» **Task instructions**
Look for the word "like" in the data below, and copy every line that holds it.

┄┄┄┄┄┄┄┄┄┄┄┄┄┄┄┄┄┄┄┄

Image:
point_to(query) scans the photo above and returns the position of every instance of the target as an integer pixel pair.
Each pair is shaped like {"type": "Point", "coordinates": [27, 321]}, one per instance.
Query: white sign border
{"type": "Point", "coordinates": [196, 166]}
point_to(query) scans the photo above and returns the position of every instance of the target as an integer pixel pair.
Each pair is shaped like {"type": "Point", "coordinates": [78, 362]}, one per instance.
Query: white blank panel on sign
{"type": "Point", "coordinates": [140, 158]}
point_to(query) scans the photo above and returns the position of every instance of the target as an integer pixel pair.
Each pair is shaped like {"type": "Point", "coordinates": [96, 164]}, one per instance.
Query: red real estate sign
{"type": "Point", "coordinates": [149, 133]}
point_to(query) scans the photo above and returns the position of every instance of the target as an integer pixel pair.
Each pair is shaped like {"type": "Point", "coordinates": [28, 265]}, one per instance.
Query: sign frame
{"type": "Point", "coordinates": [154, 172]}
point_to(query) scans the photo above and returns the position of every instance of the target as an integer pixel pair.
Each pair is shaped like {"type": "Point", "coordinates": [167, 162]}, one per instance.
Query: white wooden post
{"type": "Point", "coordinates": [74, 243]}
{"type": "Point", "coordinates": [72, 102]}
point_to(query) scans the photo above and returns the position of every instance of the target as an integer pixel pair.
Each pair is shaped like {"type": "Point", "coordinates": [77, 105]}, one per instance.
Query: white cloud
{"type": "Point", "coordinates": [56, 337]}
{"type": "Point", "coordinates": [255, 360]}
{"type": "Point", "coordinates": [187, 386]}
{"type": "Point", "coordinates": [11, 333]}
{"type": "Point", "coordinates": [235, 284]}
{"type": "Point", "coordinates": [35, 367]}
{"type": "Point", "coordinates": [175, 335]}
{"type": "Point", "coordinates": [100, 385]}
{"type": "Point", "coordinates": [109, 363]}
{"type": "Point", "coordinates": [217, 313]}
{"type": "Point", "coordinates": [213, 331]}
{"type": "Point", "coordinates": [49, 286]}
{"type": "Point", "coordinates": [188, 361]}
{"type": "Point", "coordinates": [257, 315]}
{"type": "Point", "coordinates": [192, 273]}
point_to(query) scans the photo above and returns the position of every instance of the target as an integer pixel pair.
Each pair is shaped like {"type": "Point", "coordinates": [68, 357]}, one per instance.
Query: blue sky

┄┄┄┄┄┄┄┄┄┄┄┄┄┄┄┄┄┄┄┄

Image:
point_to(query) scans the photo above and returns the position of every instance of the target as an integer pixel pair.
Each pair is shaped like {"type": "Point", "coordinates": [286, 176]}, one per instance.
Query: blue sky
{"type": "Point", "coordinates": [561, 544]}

┄┄┄┄┄┄┄┄┄┄┄┄┄┄┄┄┄┄┄┄

» **Solution to this problem**
Each pair is shaped like {"type": "Point", "coordinates": [27, 321]}, one per instance.
Each pair is shaped like {"type": "Point", "coordinates": [78, 362]}, one per instance.
Each pair is shaped like {"type": "Point", "coordinates": [96, 164]}, one per instance.
Each pair is shaped like {"type": "Point", "coordinates": [28, 265]}, one per instance.
Each pair is shaped like {"type": "Point", "coordinates": [167, 162]}, one per instance.
Each pair is shaped like {"type": "Point", "coordinates": [77, 105]}, one per instance.
Each pair is shaped like {"type": "Point", "coordinates": [68, 357]}, one per instance.
Each pair is shaped like {"type": "Point", "coordinates": [286, 176]}, one per instance.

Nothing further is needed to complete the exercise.